SET TASK ▸ Reproduce the data below line for line, changing nothing.

RECORDS TO USE ▸
####
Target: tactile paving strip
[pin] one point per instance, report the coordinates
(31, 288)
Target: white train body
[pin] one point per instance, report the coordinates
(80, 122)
####
RESULT OF THIS TASK ▸
Target: tactile paving strip
[pin] one point per instance, report the coordinates
(31, 288)
Target: white train body
[pin] one point per instance, report the coordinates
(80, 122)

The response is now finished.